* Excerpted data:
--- start ---

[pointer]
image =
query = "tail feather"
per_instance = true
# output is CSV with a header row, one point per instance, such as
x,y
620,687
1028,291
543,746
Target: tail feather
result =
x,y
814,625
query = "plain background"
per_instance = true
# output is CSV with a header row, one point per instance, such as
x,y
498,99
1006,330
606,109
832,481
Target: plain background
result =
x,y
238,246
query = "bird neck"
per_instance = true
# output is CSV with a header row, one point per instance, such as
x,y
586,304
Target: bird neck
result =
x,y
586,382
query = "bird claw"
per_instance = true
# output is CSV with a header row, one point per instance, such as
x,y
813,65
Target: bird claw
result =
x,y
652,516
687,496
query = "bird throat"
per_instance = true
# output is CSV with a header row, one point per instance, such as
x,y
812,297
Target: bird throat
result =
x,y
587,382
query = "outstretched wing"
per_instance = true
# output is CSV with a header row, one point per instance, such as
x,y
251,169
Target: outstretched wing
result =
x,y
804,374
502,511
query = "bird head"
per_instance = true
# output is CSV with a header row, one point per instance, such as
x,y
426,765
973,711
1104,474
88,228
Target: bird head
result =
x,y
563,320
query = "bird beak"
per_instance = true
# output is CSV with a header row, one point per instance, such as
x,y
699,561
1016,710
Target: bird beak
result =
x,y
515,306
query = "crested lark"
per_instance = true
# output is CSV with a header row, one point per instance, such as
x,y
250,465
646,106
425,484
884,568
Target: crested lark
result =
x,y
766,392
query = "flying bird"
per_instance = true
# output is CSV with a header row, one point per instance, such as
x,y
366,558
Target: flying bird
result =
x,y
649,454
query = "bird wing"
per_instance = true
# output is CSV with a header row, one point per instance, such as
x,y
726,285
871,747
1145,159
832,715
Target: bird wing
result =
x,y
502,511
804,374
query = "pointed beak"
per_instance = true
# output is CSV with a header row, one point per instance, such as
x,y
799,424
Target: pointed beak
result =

--- end ---

* Instructions to follow: Write the complete data out, exactly as above.

* Response to this exercise:
[pointer]
image =
query = "tail feather"
per_instance = true
# output is CSV with a header row, one point per instance, such as
x,y
620,687
1028,291
543,746
Target: tail feather
result =
x,y
814,625
query = "plain background"
per_instance = true
# output is CSV with a header row, one point per instance, such as
x,y
498,99
1006,330
606,109
832,481
Target: plain background
result =
x,y
238,246
query = "bird neck"
per_instance = true
# output is CSV with a header row, one point per instance, such as
x,y
586,304
Target: bird neck
result =
x,y
586,382
query = "bird claw"
per_instance = true
# output is CSV with a header row, one point per instance, such as
x,y
813,65
Target: bird claw
result =
x,y
652,516
687,496
query = "bird throat"
per_instance = true
# output is CSV with a header row, one point per instance, such as
x,y
812,297
Target: bird throat
result =
x,y
587,382
query = "outstretched wing"
per_instance = true
# output is CSV with a header row, one point per instance, such as
x,y
251,169
Target: outstretched wing
result =
x,y
804,374
502,511
query = "bird head"
per_instance = true
# output is CSV with a header row, one point per instance, such as
x,y
426,765
973,711
1104,474
88,228
Target: bird head
result =
x,y
563,320
query = "bird beak"
per_instance = true
# output is CSV with a header row, one point per instance, such as
x,y
699,561
1016,710
Target: bird beak
result =
x,y
515,306
query = "crested lark"
per_instance = true
# output is CSV with a header row, one point per instance, such as
x,y
250,465
646,106
425,484
884,568
Target: crested lark
result =
x,y
766,392
query = "flying bird"
per_instance = true
# output is CSV with a header row, one point per instance, such as
x,y
366,558
Target: flying bird
result =
x,y
649,454
query = "bird wing"
per_instance = true
# output is CSV with a header row, one point per instance, such as
x,y
726,285
871,747
1145,159
832,715
Target: bird wing
result =
x,y
502,511
804,374
query = "pointed beak"
per_instance = true
# output is CSV with a header row, one point per instance, such as
x,y
799,424
Target: pointed beak
result =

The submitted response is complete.